▶ **Texto seleccionado**
------------------------------------------------------------------------

Hace unos cuantos años, a lo alto de una colina de la ciudad en la que vivíamos, le tomé a Delfina una fotografía de vestido rojo, brazos abiertos y ojos cerrados. Para alguien de nuestro tipo, entrenados o nacidos para eso de captar y guardar instantes, aquella fue la expresión pura de la libertad. Un sentimiento descubierto o recobrado a través de mi hija, que es otra forma de vivir con un significado ampliado, construido desde otra mirada. Su cara de felicidad en medio de un viento que casi podía hacerla volar pero al que ella resistía con valor y alegría, me mostró una sensación de júbilo que mantengo intacta.
Un mes y varios días hace que estamos los cuatro en familia resistiendo la prohibición de salir, salvo para lo imprescindible. Imposible saber los aprendizajes que sacaremos cada uno de nosotros de esta historia doméstica en el perímetro de nuestras paredes que experimentamos como testigos y partícipes de la historia más amplia, universal, de este 2020.
En medio de las tragedias tangibles de muchas familias de medio mundo, con pérdidas de seres queridos, contagio y desvelo, desmembramientos y hambre, me deslumbra saber cómo sobrelleva cada niño de nueve años este tiempo. A esa edad todo está por descubrirse, cada día es una travesía de descubrimiento y nuevas habilidades, memoria, como la vida toda, pero con ojos nuevos y ávidos por entender el mundo.
Pienso en la abstinencia de Delfina a salir, en la prohibición de lo más preciado para ella, el colegio y sus amigos. Sus abuelos y primos. Las actividades que marcan la rutina y el ritmo de sus días. Y sus anheladas escapadas de esa misma rutina. Lo que va de un cumpleaños a otro, de una Navidad a la siguiente, en eso de hacerse grande.
Recuerdo también un viaje por otra montaña en la que pidió con insistencia subirse a una enorme hamaca que balconeaba a un precipicio altísimo sobre el cañadón de un río seco por acción de la obsecuencia humana. Su altura de entonces le impedía por solo medio centímetro acceder a esa mole de cemento y gruesos hierros, con todas las medidas de seguridad requeridas, que la harían simbólicamente volar por unos instantes. El encargado de autorizar su acceso consintió la excepción por sus ganas y determinación. El video del momento que grabó su padre sentado al lado suyo la muestra gritando eufórica y sin miedo alguno, y con los pulmones desbocados la palabra libertad.

------------------------------------------------------------------------

▶ **Consigna 1**
Contesta brevemente estas preguntas sobre el relato de Delfina:
(a) ¿De qué color era el vestido de Delfina en la fotografía tomada en lo alto de la colina?
(b) ¿Cuánto tiempo llevaba la familia de cuatro sin poder salir salvo para lo imprescindible?
(c) ¿Qué palabra gritó Delfina en la hamaca, según el video que grabó su padre?
▶ **Consigna 2**
Prosigue el relato sobre Delfina y el encierro de 2020 a partir de su última oración.

------------------------------------------------------------------------

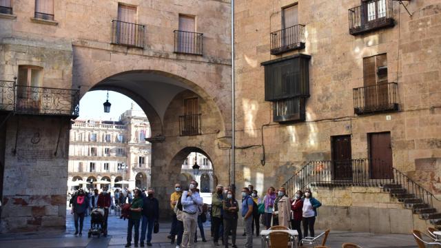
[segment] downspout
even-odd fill
[[[234,94],[234,0],[232,0],[232,166],[230,185],[232,190],[236,189],[236,128],[235,123],[236,101]]]

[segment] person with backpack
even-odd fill
[[[284,187],[278,189],[278,200],[274,205],[274,214],[278,216],[278,225],[285,227],[289,227],[291,220],[291,200],[286,194]]]
[[[262,200],[260,200],[260,198],[259,198],[259,196],[257,194],[257,190],[256,189],[254,189],[252,192],[251,197],[253,198],[253,201],[254,202],[254,204],[253,205],[253,223],[252,225],[251,229],[254,234],[254,225],[256,225],[256,236],[258,237],[260,230],[260,223],[259,223],[259,220],[260,219],[260,214],[259,213],[258,205],[262,203]]]
[[[216,192],[213,194],[212,196],[212,225],[214,226],[213,231],[213,242],[214,246],[219,245],[219,229],[220,228],[220,224],[222,223],[223,217],[223,186],[218,185],[216,187]],[[223,238],[223,244],[224,243]]]

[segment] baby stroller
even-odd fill
[[[104,209],[96,208],[92,210],[90,213],[90,229],[88,233],[88,237],[91,236],[97,236],[99,238],[101,234],[105,237],[107,236],[107,230],[104,228]]]

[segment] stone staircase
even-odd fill
[[[404,208],[411,209],[414,214],[418,214],[420,219],[429,220],[435,227],[441,227],[441,213],[437,211],[433,204],[427,203],[428,200],[422,199],[421,196],[415,194],[409,193],[406,188],[398,183],[385,184],[382,185],[382,189],[402,203]]]

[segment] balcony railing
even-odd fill
[[[174,52],[202,55],[203,34],[174,30]]]
[[[357,114],[398,110],[398,84],[387,83],[353,89],[353,110]]]
[[[180,116],[179,131],[181,136],[201,134],[201,114]]]
[[[270,34],[273,55],[305,48],[305,25],[298,24],[273,32]]]
[[[35,12],[34,17],[43,19],[43,20],[50,20],[54,21],[54,14],[48,14],[48,13],[42,13],[39,12]]]
[[[143,48],[145,28],[143,25],[113,20],[112,43]]]
[[[78,90],[17,85],[13,81],[0,81],[0,110],[76,117],[79,99]]]
[[[349,10],[349,34],[357,35],[382,28],[392,27],[393,8],[391,0],[367,1]]]
[[[0,14],[12,14],[12,8],[0,6]]]

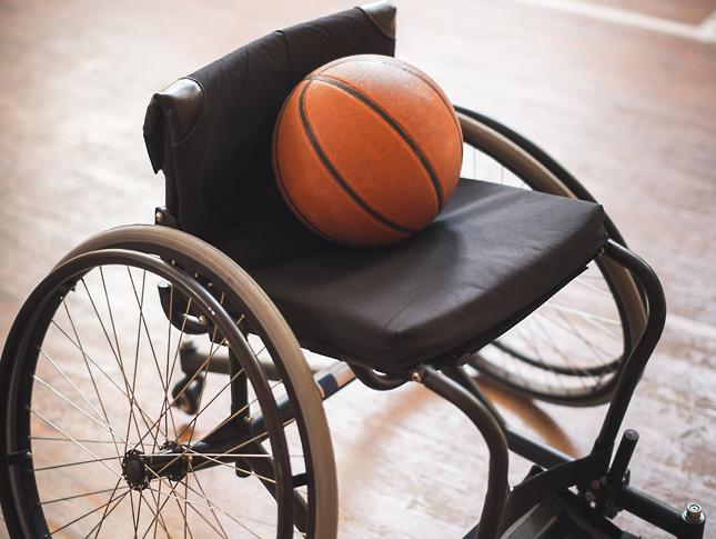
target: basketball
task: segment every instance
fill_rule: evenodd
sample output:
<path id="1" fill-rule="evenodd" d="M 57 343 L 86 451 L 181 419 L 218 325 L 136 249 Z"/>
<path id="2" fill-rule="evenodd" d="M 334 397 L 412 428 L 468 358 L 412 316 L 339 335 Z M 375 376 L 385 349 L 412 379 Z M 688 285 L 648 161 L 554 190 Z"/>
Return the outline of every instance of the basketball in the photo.
<path id="1" fill-rule="evenodd" d="M 273 133 L 293 213 L 336 243 L 379 247 L 427 227 L 452 196 L 462 131 L 440 87 L 392 57 L 341 58 L 305 77 Z"/>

------------------------------------------------------------------------

▶ **Respuesta correcta 1**
(a) Rojo.
(b) Un mes y varios días.
(c) Libertad.

▶ **Respuesta correcta 2**
Desde que supimos de la necesidad del confinamiento, fue ella quien se puso a cargo de la logística familiar improvisando un letrero que pegó en la heladera con tareas asignadas a cada uno como un juego adaptado a la más estricta realidad, como lo demostraban sus movimientos acelerados de ponerse en acción con cara adusta. Y cumplió, cumplimos. Lo que en vacaciones o los sábados era muchas veces moneda corriente, como hacer las camas, barrer, sacar la basura o preparar el desayuno… dejaba de ser una excepción para convertirse en la norma. Y lo poco conveniente o prohibido ya no venía de boca de los padres o maestros, sino de las autoridades que rigen los destinos del país y del mundo.
No llevo un diario o registro exhaustivo de las actividades o humor de cada uno de nosotros en la propia jaula, pero mi mirada se posa en las más chica, y no por privilegio o descrédito de sus habilidades. Al contrario. Será instinto de preservación propio de la especie, de la madre que se esfuerza por dar calor al crío más pequeño, aunque no sepa que es él mismo quien le asegura —con su propio acto de existir— la supervivencia.
En lo que va de este síndrome de Gran Hermano forzado y no elegido, y sin posibilidades de expulsiones, sigo conmovida por los recursos de Delfina para sobrellevar los días. Suele ser la que más temprano se levanta y pregunta qué queremos de desayuno, se va a dormir a las horas que intentamos sigan siendo la de la rutina habitual, incluso en estos tiempos, pero suele salir de la cama al rato diciendo que no puede dormir y cortando el aire nocturno con devaneos existenciales como «siento un gran vacío» o «estoy preocupada por el colegio, no por las notas, no sé bien por qué», que suele completar con un gran abrazo y el «te amo, gracias mami», de rigor. De día, a veces pone música alegre, acto que acompaña con un «vamos, chicos». Somos hoy sus nuevos amigos de juego y de comidas. Del día todo.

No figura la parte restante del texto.